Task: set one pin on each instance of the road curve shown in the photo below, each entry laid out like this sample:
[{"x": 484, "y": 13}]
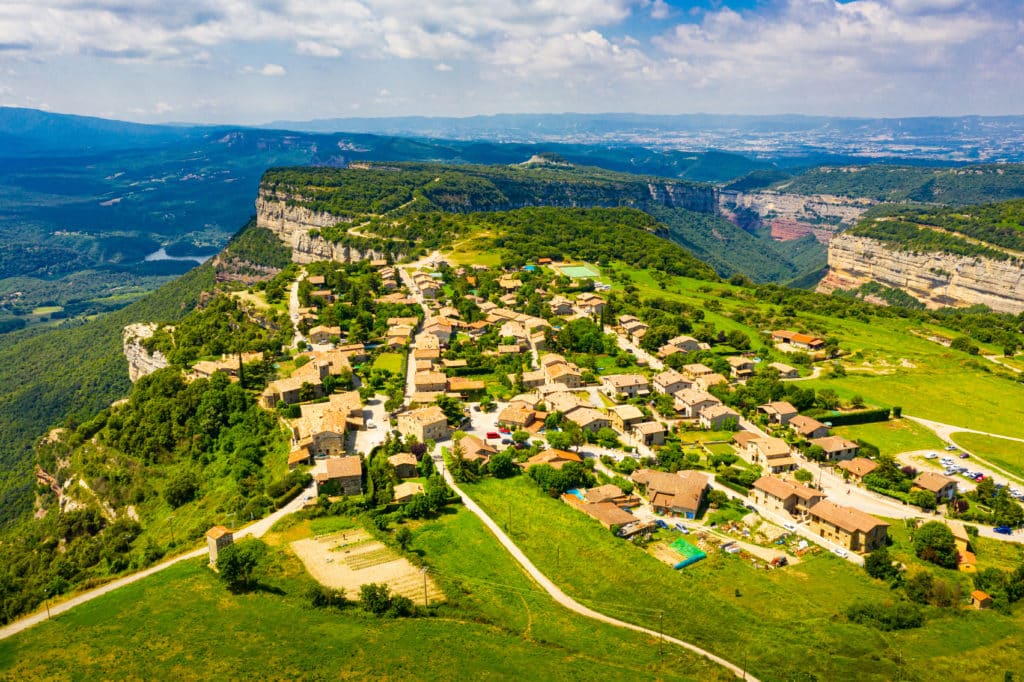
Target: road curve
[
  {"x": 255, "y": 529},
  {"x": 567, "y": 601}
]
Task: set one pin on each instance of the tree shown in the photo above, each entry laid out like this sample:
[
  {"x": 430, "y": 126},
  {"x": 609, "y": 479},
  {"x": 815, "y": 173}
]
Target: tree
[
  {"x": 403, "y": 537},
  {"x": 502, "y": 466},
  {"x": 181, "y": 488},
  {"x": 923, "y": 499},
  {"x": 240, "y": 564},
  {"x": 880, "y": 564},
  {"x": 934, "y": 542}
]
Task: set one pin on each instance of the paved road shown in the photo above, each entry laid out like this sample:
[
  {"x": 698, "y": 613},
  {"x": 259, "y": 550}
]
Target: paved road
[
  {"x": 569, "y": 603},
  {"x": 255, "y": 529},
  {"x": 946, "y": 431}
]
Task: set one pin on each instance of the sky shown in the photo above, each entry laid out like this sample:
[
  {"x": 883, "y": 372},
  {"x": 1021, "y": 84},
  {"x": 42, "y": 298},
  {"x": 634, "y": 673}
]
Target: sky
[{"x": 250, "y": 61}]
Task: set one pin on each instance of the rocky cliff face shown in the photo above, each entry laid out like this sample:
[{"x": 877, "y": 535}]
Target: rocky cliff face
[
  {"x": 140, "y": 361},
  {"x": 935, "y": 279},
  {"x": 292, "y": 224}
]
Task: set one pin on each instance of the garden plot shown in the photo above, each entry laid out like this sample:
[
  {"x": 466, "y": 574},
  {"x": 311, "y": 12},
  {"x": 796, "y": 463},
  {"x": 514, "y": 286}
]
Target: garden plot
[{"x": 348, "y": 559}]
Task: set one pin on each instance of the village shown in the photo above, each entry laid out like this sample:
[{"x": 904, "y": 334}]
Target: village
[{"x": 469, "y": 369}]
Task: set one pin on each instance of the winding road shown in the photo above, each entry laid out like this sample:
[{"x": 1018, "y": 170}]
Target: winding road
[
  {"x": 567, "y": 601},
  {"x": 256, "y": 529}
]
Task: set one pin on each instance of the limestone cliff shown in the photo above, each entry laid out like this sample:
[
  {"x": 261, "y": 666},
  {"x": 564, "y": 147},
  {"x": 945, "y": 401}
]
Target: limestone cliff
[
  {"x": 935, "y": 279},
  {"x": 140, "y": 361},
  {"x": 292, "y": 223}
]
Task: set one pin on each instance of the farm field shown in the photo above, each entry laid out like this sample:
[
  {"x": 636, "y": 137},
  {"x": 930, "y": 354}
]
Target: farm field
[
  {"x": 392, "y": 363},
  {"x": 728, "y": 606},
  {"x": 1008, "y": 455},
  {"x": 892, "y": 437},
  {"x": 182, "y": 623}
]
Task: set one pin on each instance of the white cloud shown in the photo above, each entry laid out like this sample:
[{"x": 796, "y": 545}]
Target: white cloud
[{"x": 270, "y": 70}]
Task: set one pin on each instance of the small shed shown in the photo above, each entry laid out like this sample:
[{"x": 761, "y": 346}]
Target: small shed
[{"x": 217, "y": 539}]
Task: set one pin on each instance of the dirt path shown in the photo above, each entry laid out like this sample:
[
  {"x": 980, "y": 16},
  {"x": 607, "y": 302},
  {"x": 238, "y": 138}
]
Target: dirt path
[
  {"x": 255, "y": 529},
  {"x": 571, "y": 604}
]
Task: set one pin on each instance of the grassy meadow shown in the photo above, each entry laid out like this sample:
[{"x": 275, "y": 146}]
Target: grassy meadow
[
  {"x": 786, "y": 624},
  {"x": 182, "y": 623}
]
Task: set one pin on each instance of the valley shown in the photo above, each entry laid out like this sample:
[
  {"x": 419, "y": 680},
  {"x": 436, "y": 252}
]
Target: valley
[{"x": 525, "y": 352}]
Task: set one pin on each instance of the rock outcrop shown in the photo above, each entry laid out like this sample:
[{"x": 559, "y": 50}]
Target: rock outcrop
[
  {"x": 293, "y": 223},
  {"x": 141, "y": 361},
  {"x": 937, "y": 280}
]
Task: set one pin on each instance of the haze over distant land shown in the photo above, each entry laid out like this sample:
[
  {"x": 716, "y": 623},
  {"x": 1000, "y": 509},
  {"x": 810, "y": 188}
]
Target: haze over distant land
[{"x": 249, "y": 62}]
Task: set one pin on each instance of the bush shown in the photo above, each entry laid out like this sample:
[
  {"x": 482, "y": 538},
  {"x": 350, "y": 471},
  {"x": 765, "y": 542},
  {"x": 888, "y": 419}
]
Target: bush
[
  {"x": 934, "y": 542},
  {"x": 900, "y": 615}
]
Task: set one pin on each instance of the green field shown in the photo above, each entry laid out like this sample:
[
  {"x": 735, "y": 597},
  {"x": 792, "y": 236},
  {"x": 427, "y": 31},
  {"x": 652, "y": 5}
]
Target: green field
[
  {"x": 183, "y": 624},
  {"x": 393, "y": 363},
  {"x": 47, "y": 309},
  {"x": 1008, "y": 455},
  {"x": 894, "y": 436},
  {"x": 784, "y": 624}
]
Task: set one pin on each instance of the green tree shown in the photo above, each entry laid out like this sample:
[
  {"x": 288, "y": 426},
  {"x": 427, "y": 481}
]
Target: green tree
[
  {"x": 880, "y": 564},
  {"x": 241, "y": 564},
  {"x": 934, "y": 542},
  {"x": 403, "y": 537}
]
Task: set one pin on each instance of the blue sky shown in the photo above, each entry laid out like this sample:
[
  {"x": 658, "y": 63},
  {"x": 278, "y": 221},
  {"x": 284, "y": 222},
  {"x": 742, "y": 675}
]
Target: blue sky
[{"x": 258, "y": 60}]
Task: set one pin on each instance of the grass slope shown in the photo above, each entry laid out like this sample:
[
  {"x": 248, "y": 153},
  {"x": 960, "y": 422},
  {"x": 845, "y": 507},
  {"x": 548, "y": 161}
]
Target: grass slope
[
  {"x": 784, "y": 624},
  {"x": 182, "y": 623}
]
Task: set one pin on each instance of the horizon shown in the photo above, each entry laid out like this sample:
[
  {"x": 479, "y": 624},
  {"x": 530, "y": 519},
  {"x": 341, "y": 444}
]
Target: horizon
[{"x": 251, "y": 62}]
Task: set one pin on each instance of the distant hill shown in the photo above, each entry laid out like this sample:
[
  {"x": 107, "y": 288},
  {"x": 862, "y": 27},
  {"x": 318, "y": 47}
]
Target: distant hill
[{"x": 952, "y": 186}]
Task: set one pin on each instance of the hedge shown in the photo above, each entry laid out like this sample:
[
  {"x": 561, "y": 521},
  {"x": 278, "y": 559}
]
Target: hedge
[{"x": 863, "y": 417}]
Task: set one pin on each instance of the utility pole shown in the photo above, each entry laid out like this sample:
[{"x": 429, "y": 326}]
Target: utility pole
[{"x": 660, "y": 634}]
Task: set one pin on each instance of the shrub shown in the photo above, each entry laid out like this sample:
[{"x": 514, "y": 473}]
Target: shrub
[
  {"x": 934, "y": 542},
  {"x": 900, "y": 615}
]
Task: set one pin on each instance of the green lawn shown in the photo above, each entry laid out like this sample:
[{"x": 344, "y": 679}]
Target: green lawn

++++

# Stated task:
Copy the listing word for word, excluding its pictures.

# Written reply:
Task: set one pin on each instance of the road curve shown in the photo below, each entry laid out like this sample:
[{"x": 484, "y": 13}]
Target: road curve
[
  {"x": 255, "y": 529},
  {"x": 567, "y": 601}
]
Task: set one pin on each instance of the tree shown in the photo above, each entry laid out like this sample:
[
  {"x": 430, "y": 126},
  {"x": 609, "y": 479},
  {"x": 815, "y": 173}
]
Target: tree
[
  {"x": 403, "y": 537},
  {"x": 502, "y": 466},
  {"x": 181, "y": 488},
  {"x": 923, "y": 499},
  {"x": 240, "y": 564},
  {"x": 880, "y": 564},
  {"x": 934, "y": 542}
]
Task: set one pin on each instance of the paved road shown in the photo above, each entry laid out like this sample:
[
  {"x": 698, "y": 613},
  {"x": 259, "y": 550}
]
Target: paved road
[
  {"x": 569, "y": 603},
  {"x": 255, "y": 529},
  {"x": 946, "y": 431}
]
Task: set one pin on each instance of the sky shown in the photo above, each entry laid out like this sample:
[
  {"x": 883, "y": 372},
  {"x": 1021, "y": 84},
  {"x": 42, "y": 298},
  {"x": 634, "y": 673}
]
Target: sky
[{"x": 250, "y": 61}]
Task: set one pin on each instance of the rocky cliff face shown in the photo above, each entry laid out like this sample:
[{"x": 877, "y": 535}]
Target: rocky cliff face
[
  {"x": 140, "y": 361},
  {"x": 935, "y": 279},
  {"x": 292, "y": 224}
]
Task: set one pin on each instance of the garden plot shown in the photo above, each entry laid out like this sample:
[
  {"x": 466, "y": 574},
  {"x": 311, "y": 12},
  {"x": 796, "y": 463},
  {"x": 514, "y": 286}
]
Target: garden plot
[{"x": 348, "y": 559}]
Task: set one pin on each instance of the village shown in the photo above, each entry laid out like this sample:
[{"x": 904, "y": 334}]
Target: village
[{"x": 469, "y": 369}]
Task: set one pin on each instance of the winding road shown in the photo above, each entry laid out like this sample:
[{"x": 1018, "y": 170}]
Target: winding road
[
  {"x": 567, "y": 601},
  {"x": 256, "y": 529}
]
Task: set one pin on each instance of the limestone cliff shown in the photo above, each entry laid out like this sample:
[
  {"x": 261, "y": 666},
  {"x": 564, "y": 147},
  {"x": 945, "y": 401}
]
Target: limestone cliff
[
  {"x": 935, "y": 279},
  {"x": 140, "y": 361},
  {"x": 292, "y": 223}
]
Task: set one pin on each instance of the farm field shown in the photo above, each entry laid out like this sample:
[
  {"x": 636, "y": 137},
  {"x": 930, "y": 354}
]
Target: farm field
[
  {"x": 392, "y": 363},
  {"x": 728, "y": 606},
  {"x": 1008, "y": 455},
  {"x": 892, "y": 437},
  {"x": 182, "y": 623}
]
Task: set one pin on each instance of the white cloud shown in the photo above, each entry laid out like this sample:
[{"x": 796, "y": 545}]
Target: white cloud
[{"x": 270, "y": 70}]
Task: set one pin on each instance of the small shed shown in the photo above, each entry laid out like this sample:
[{"x": 761, "y": 346}]
Target: small shed
[{"x": 217, "y": 539}]
Task: set one pin on each instance of the dirt path shown in the photo above, each entry laid out like this sample:
[
  {"x": 980, "y": 16},
  {"x": 607, "y": 302},
  {"x": 238, "y": 138}
]
Target: dirt path
[
  {"x": 255, "y": 529},
  {"x": 571, "y": 604}
]
Task: set one pin on each instance of the grassy meadow shown in the photo above, each entry laid out like this sample:
[{"x": 275, "y": 146}]
Target: grassy meadow
[
  {"x": 786, "y": 624},
  {"x": 182, "y": 623}
]
Task: set one pin on each instance of the valley shown in the photo above, each entry laid out like this sample:
[
  {"x": 419, "y": 680},
  {"x": 436, "y": 252}
]
Target: valley
[{"x": 525, "y": 352}]
Task: set one pin on each instance of the rock outcrop shown in the photo above, each entry laid out like this sample:
[{"x": 559, "y": 50}]
Target: rock outcrop
[
  {"x": 293, "y": 223},
  {"x": 141, "y": 361},
  {"x": 937, "y": 280}
]
Task: set one pin on each instance of the haze over distant land shown in the photo above, each entry laid out like this sample:
[
  {"x": 716, "y": 623},
  {"x": 1000, "y": 509},
  {"x": 810, "y": 188}
]
Target: haze over distant land
[{"x": 249, "y": 62}]
Task: set one pin on each instance of the bush shown in the photo above, each entry laid out like this sample:
[
  {"x": 482, "y": 538},
  {"x": 350, "y": 471},
  {"x": 765, "y": 542},
  {"x": 888, "y": 419}
]
Target: bush
[
  {"x": 934, "y": 542},
  {"x": 900, "y": 615}
]
Task: set one pin on each instance of the green field shown in the photo above, each entry laid out like this sample:
[
  {"x": 735, "y": 597},
  {"x": 792, "y": 236},
  {"x": 427, "y": 31},
  {"x": 652, "y": 5}
]
Target: green field
[
  {"x": 183, "y": 624},
  {"x": 393, "y": 363},
  {"x": 47, "y": 309},
  {"x": 1008, "y": 455},
  {"x": 894, "y": 436},
  {"x": 784, "y": 624}
]
Task: set one pin on each instance of the green tree shown in the photo above, each entry laid out like this sample:
[
  {"x": 288, "y": 426},
  {"x": 427, "y": 481}
]
Target: green tree
[
  {"x": 880, "y": 564},
  {"x": 241, "y": 564},
  {"x": 934, "y": 542},
  {"x": 403, "y": 537}
]
Task: set one pin on each instance of the blue sky shown in the photo above, each entry laid out like this sample:
[
  {"x": 658, "y": 63},
  {"x": 278, "y": 221},
  {"x": 284, "y": 222},
  {"x": 742, "y": 675}
]
Target: blue sky
[{"x": 258, "y": 60}]
Task: set one pin on each instance of the grass slope shown in the photo above, each entry laid out like this sample:
[
  {"x": 248, "y": 153},
  {"x": 960, "y": 422},
  {"x": 845, "y": 507},
  {"x": 548, "y": 161}
]
Target: grass slope
[
  {"x": 784, "y": 624},
  {"x": 182, "y": 623}
]
Task: set one pin on each instance of the horizon shown in the photo above, each entry laid out like this sample:
[
  {"x": 479, "y": 624},
  {"x": 530, "y": 519},
  {"x": 341, "y": 444}
]
Target: horizon
[{"x": 251, "y": 62}]
Task: set one pin on each instance of the distant hill shown in the photo above, each entry laid out like this sample:
[
  {"x": 107, "y": 288},
  {"x": 862, "y": 27},
  {"x": 318, "y": 47}
]
Target: distant hill
[{"x": 952, "y": 186}]
Task: set one pin on each instance of the hedge shown in the photo above, each entry laid out like this sample:
[
  {"x": 561, "y": 521},
  {"x": 278, "y": 559}
]
Target: hedge
[{"x": 863, "y": 417}]
Task: set one pin on each instance of the utility pole shown in the photo above, each entry laid out like this sample:
[{"x": 429, "y": 326}]
Target: utility pole
[{"x": 660, "y": 634}]
Task: set one pin on each instance of the shrub shown in the photo above, each entry laid out like this sample:
[{"x": 514, "y": 473}]
Target: shrub
[
  {"x": 934, "y": 542},
  {"x": 900, "y": 615}
]
Task: set one pin on each instance of the green lawn shown in the photo above, each entry laid out like this sample:
[{"x": 344, "y": 679}]
Target: green lawn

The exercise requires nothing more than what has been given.